(Records from a point annotation dataset)
┌──

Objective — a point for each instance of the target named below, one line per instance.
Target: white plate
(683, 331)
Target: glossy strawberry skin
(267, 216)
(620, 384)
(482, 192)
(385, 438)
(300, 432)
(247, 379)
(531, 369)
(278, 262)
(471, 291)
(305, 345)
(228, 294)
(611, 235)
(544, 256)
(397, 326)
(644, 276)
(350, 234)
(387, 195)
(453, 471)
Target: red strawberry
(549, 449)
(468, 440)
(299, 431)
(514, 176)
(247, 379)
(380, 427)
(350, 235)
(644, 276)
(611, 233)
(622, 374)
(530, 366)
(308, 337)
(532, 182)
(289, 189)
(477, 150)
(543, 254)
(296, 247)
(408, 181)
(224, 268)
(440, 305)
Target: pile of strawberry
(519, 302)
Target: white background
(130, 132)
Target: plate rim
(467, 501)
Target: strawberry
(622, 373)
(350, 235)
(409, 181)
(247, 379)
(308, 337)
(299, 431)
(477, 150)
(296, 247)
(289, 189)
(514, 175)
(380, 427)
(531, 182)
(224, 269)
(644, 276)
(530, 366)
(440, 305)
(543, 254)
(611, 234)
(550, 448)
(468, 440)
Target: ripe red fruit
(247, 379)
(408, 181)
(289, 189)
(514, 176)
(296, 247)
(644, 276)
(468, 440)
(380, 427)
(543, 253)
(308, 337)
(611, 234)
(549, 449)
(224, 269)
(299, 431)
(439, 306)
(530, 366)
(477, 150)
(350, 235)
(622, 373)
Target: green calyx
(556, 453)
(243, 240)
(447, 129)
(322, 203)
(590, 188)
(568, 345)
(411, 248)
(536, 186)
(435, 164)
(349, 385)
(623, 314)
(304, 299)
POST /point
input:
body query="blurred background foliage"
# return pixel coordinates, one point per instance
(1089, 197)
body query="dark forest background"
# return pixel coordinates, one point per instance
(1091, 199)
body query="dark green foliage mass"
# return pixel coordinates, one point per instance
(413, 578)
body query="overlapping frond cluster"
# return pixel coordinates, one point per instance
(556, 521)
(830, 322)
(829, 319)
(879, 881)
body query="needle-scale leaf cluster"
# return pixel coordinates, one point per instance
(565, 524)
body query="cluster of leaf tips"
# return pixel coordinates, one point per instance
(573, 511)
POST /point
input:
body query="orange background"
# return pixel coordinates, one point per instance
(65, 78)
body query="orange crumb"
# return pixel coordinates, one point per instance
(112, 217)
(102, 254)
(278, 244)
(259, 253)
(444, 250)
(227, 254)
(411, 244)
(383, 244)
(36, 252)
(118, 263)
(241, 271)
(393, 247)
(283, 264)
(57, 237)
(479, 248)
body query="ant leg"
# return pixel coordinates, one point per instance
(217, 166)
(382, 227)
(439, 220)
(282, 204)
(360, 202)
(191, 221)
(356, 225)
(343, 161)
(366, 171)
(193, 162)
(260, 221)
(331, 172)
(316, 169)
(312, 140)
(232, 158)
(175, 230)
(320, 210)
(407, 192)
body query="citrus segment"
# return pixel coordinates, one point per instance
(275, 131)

└──

DIRECTION: Write out all of the lines above word for word, with nothing left out or changed.

RESPONSE TO THIS TASK:
Objective — a point for each instance of the target named below, one line per instance.
Target: white plate
(683, 331)
Target: glossy strawberry skin
(267, 216)
(620, 384)
(482, 192)
(385, 438)
(300, 432)
(247, 379)
(531, 369)
(278, 262)
(471, 291)
(305, 345)
(228, 294)
(611, 235)
(544, 256)
(397, 326)
(644, 276)
(350, 234)
(387, 195)
(453, 471)
Target: red strawberry
(549, 449)
(468, 440)
(299, 431)
(514, 176)
(247, 379)
(380, 427)
(350, 235)
(644, 276)
(611, 233)
(622, 374)
(530, 366)
(308, 337)
(532, 182)
(289, 189)
(477, 150)
(543, 254)
(296, 247)
(408, 181)
(224, 268)
(440, 305)
Target: pile of strawberry
(519, 302)
Target: white background
(130, 132)
Target: plate rim
(467, 501)
Target: strawberry
(622, 373)
(350, 235)
(409, 181)
(247, 379)
(308, 337)
(299, 431)
(477, 150)
(296, 247)
(289, 189)
(514, 175)
(380, 427)
(531, 182)
(224, 269)
(644, 276)
(530, 366)
(440, 305)
(543, 254)
(611, 234)
(550, 448)
(468, 440)
Target: ripe red fruit
(247, 379)
(408, 181)
(289, 189)
(514, 176)
(296, 247)
(644, 276)
(468, 440)
(380, 427)
(543, 253)
(308, 337)
(611, 234)
(549, 449)
(224, 269)
(299, 431)
(439, 306)
(530, 366)
(477, 150)
(350, 235)
(622, 373)
Target: green calyx
(556, 453)
(243, 240)
(447, 129)
(322, 203)
(590, 188)
(568, 345)
(411, 248)
(536, 186)
(435, 164)
(349, 385)
(623, 314)
(304, 299)
POST /point
input:
body query="blurred background foliage"
# return pixel coordinates, one point per instance
(1089, 197)
body query="dark forest background"
# return pixel coordinates, one point per instance
(1091, 199)
body query="dark green foliage mass"
# return pixel coordinates, one point per instance
(413, 578)
body query="overlapping frond cluster"
# return pixel coordinates, one point per instance
(556, 521)
(830, 322)
(829, 319)
(879, 881)
body query="needle-scale leaf cluster"
# return pixel coordinates, one point per instance
(565, 524)
body query="cluster of leaf tips"
# return pixel coordinates, one point per instance
(573, 511)
POST /point
input:
body query="orange background"
# return pixel coordinates, one point per instance
(65, 78)
body query="orange crumb"
# return pixel coordinates, one point per instance
(112, 217)
(102, 254)
(278, 244)
(259, 253)
(444, 250)
(227, 254)
(411, 244)
(383, 244)
(36, 252)
(118, 263)
(241, 271)
(393, 247)
(283, 264)
(57, 237)
(479, 248)
body query="ant leg"
# return pixel coordinates, one point per instance
(217, 166)
(382, 227)
(439, 220)
(282, 204)
(360, 202)
(191, 221)
(356, 225)
(343, 161)
(366, 171)
(193, 162)
(260, 221)
(331, 172)
(316, 169)
(312, 140)
(232, 158)
(175, 230)
(320, 210)
(407, 192)
body query="citrus segment"
# return pixel coordinates, one point per instance
(275, 131)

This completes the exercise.